DOCUMENT PASSAGE:
________________________

GO annotations for yeast proteins: Functional annotations of yeast proteins with terms in each of the three ontologies in GO as Matlab matrices. Contents include both the most specific term annotations obtained from the GOA database (go_*_annotations; *=cc,mf,bp), as well as those obtained by propagating these annotations to the ancestors (extended_go_*_annotations; *=cc,mf,bp). Also includes the selected annotations with the GO BP terms used (selected_go_bp_annotations). Note that this file must be placed in the same directory as the scripts in the source code package above. Derived from data downloaded from the GO website (www.geneontology.org) in February, 2008.
Sample data set (Large file!): Formatted input data derived from Mnaimneh et al. (2004)'s microarray data set as Matlab matrices. Contents include the gene names (genelist), gene expression data matrix (data: 6307 genesX215 conditions) and the selected GO BP annotations (final_annotation_matrix: 6307 genesX138 classes). Also includes the relevant data used for the cross-validation experiments in the paper, namely gene names (useful_gene_names), gene expression data (useful_genex_matrix), corresponding pairwise correlation matrix (genegenecorrmatrix) and annotation matrix (useful_label_matrix). Also included are the gene-gene correlation matrix derived from the genes in the data set also annotated in GO (fullgenegenecorrmatrix) and the indices of the training genes (trainingindices; same as genes used for cross-validation) and test genes (testindices; genes not annotated with any of the 138 classes used in the paper). Finally, the AUC scores of the base k-NN classifiers (avg_basecase_auc_perclass), and those of the label similarity-incorporated classifiers, using only the 138 classes (avg_filtersim_auc_perclass) and using all terms in the GO BP ontology (avg_filtersim_auc_perclass_allgo), all using k=20, are also provided for verification purpose. Note that results are produced only for 137 classes due to the requirement of at least ten members in each class to be considered for cross-validation tests and prediction of test examples.

Additional files

Additional file 1: Details of the 138 functional classes from the GO Biological Process ontology whose subsets (classes having at least 10 members in the corresponding data set) are used for evaluation using several genomic data sets in this study.
Additional file 2: This figure shows the arrangement of the functional classes aiding the improvement of the AUC score of the GO:0051049 (regulation of transport) class (listed in Table 4) in the GO biological process ontology. Their structural proximity to the target class (GO:0051049) suggests their potential to help improve the predictions for this class.
Additional file 3: This figure shows the comparison of the performance of our functional similarity-incorporated k-NN classifiers with individual GEST classifiers for Mnaimneh et al's data set.
Additional file 4: A detailed list of ranked predictions produced by the label similarity-incorporated kNN classifiers (first worksheet) and base kNN classifiers (second worksheet) for the test genes extracted from the Mnaimneh gene expression data set. The GO terms, arranged in columns, are sorted from left to right in the order of decreasing AUC improvements by incorporating functional relationships into the base classifier for the term. The genes in each column are ranked in descending order by the score assigned by the corresponding kNN classifier. Genes with the same score (mostly in the case when the score is 0) were sorted by their ORF name.
Additional file 5: A detailed list of ranked predictions produced by the label similarity-incorporated kNN classifiers (first worksheet) and base kNN classifiers (second worksheet) for the test genes extracted from the Rosetta gene expression data set. The GO terms, arranged in columns, are sorted from left to right in the order of decreasing AUC improvements by incorporating functional relationships into the base classifier for the term. The genes in each column are ranked in descending order by the score assigned by the corresponding kNN classifier. Genes with the same score (mostly in the case when the score is 0) were sorted by their ORF name.

________________________

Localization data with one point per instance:
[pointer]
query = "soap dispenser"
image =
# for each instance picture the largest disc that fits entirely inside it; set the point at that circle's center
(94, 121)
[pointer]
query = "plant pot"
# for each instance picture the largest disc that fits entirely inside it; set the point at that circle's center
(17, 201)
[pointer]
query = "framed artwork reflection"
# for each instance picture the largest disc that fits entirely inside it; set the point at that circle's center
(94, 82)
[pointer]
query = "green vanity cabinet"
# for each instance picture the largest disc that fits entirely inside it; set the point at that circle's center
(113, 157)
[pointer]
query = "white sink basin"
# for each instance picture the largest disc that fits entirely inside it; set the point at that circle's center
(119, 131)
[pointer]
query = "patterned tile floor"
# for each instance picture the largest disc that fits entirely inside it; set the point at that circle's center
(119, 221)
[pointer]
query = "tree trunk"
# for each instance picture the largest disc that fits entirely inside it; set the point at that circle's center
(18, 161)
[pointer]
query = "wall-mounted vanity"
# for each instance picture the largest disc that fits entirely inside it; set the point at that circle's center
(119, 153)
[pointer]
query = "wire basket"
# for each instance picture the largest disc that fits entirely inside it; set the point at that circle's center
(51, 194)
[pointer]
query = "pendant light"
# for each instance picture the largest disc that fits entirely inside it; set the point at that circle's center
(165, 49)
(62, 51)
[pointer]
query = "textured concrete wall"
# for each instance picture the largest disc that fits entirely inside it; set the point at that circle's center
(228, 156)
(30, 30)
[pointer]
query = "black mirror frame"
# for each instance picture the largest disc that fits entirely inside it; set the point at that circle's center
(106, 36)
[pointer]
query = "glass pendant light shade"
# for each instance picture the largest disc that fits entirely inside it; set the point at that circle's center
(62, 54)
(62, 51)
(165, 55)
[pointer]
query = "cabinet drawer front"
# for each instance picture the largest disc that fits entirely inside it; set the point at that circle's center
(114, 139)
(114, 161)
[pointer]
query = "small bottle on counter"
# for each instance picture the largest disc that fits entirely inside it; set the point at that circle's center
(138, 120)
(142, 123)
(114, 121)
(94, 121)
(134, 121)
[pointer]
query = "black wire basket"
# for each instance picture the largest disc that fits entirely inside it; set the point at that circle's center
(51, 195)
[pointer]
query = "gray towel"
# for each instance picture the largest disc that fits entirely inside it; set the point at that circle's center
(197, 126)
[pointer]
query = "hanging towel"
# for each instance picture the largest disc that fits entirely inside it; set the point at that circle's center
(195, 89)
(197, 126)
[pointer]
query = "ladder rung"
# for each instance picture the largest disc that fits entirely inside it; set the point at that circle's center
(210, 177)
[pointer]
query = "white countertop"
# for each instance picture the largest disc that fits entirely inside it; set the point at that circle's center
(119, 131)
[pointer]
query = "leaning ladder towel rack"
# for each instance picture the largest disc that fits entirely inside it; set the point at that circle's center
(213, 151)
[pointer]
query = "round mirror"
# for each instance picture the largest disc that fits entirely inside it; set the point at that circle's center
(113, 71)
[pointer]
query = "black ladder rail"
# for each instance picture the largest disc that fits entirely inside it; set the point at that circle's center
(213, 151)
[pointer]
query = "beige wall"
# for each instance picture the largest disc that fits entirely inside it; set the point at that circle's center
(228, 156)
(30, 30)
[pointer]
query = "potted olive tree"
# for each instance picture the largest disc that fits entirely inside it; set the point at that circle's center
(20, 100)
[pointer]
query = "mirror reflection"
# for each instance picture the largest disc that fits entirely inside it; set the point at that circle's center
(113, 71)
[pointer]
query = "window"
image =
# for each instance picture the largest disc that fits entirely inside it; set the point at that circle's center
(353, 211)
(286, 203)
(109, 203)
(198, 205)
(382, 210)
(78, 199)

________________________

PROBLEM TO SOLVE: Reproduce the portion of the yeast data file descriptions from "Additional files" to "in this study.".

ANSWER TO THIS TASK:
Additional files

Additional file 1: Details of the 138 functional classes from the GO Biological Process ontology whose subsets (classes having at least 10 members in the corresponding data set) are used for evaluation using several genomic data sets in this study.